▶ TASK GOAL
Pull out every line in the records below that contains the word "snow".

Begin ENTRIES SUPPLIED

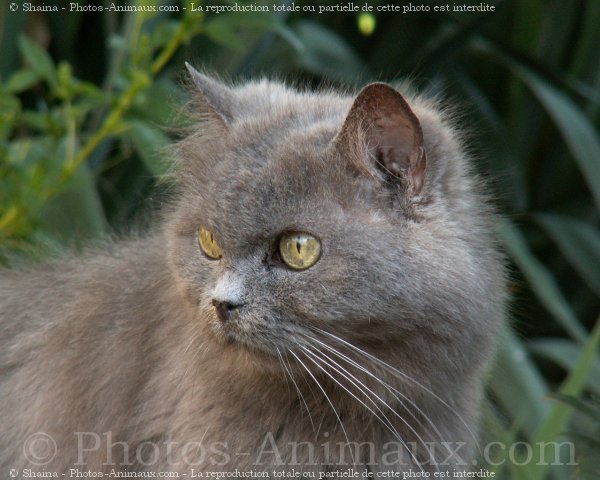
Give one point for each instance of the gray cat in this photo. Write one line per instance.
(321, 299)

End ENTRIES SUPPLIED
Begin ENTRIES SUPPLIED

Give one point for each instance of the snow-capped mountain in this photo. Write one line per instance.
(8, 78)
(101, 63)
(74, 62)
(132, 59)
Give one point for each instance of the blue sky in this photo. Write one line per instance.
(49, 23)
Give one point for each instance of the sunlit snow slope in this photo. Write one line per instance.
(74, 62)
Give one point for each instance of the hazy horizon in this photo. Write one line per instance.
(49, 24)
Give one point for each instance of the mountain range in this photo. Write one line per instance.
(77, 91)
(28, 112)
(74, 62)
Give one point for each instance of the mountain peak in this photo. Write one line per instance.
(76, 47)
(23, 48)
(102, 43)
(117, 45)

End ENTRIES SUPPLIED

▶ SOLUTION TO THIS PROBLEM
Give one point for each instance of the snow-capped mountain in this photo. Write one line per instance.
Give one point for each instance of the sunlit snow slope in this photo. Write one line per instance.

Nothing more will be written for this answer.